▶ **Required task**
Copy out every line of the items below, requests included, and add 92 to each pin coordinate in the answers. Leave the pictures out.
* start *
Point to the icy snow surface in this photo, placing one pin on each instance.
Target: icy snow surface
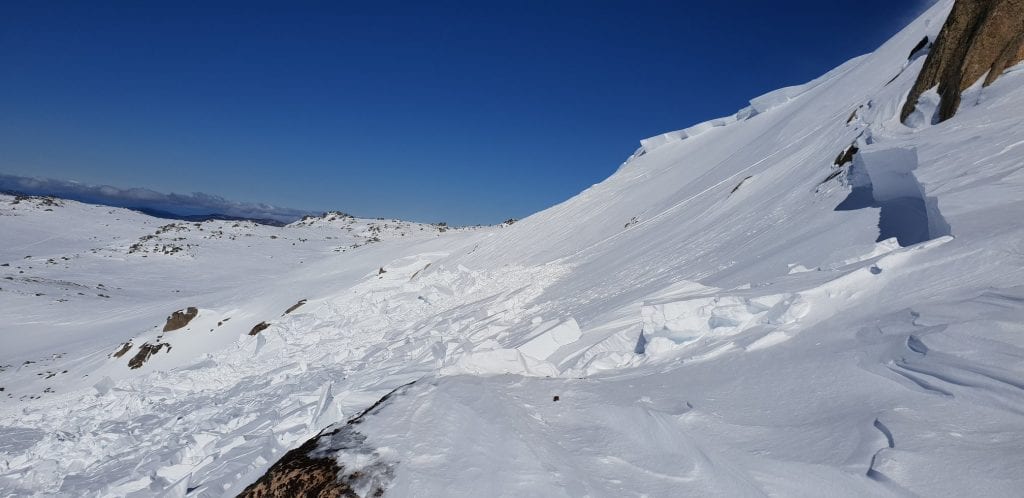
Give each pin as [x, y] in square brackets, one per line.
[728, 315]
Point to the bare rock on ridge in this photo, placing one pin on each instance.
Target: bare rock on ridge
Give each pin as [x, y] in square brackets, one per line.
[979, 37]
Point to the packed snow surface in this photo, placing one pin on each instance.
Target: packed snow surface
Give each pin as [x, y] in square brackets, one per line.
[730, 314]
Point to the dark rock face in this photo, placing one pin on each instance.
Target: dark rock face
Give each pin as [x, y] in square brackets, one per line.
[144, 351]
[295, 306]
[979, 37]
[180, 319]
[259, 328]
[310, 470]
[299, 474]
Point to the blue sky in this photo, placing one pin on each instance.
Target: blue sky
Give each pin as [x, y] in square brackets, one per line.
[463, 112]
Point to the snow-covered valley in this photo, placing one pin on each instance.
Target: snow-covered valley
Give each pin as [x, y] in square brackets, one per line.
[810, 297]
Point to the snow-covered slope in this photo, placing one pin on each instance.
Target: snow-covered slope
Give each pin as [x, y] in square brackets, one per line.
[748, 306]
* end *
▶ **Solution to the exercise**
Point to the icy snow surface in this photo, placing one pin on each instance.
Target: icy snow surface
Give each pin as [x, y] in square brackets, one per line.
[820, 407]
Point to the bare rock on ridge in this photo, placing one pin on each instance.
Target: bare rock on ridge
Give each pin as [x, y] in square brackets, one per line.
[1071, 129]
Point to the packed snow surface in this photo, placing one pin on each instance.
Target: packed snow surface
Give each pin as [x, y] in square brackets, one per line.
[822, 406]
Point to the dark rock face in this photo, placing one pin on each instance.
Target: dark rock face
Give each pin as [x, y] in square brackets, one per line.
[236, 443]
[387, 398]
[1071, 129]
[272, 411]
[351, 420]
[402, 562]
[391, 566]
Point to the blue sky in this photo, placing one pin on each instance.
Target: blue sky
Give each pin as [x, y] in square brackets, one per line.
[555, 204]
Point to the snow-covered valley in this photo, placing one pin on each instance.
Target: snow-covered valley
Give each pin as [x, y] in square brackets, one per line.
[902, 389]
Point to the snow-covered slope in this photo, placing one pin on each instance.
Target: snow-covered slope
Give each pin as [x, y] in square brackets, one per line.
[840, 398]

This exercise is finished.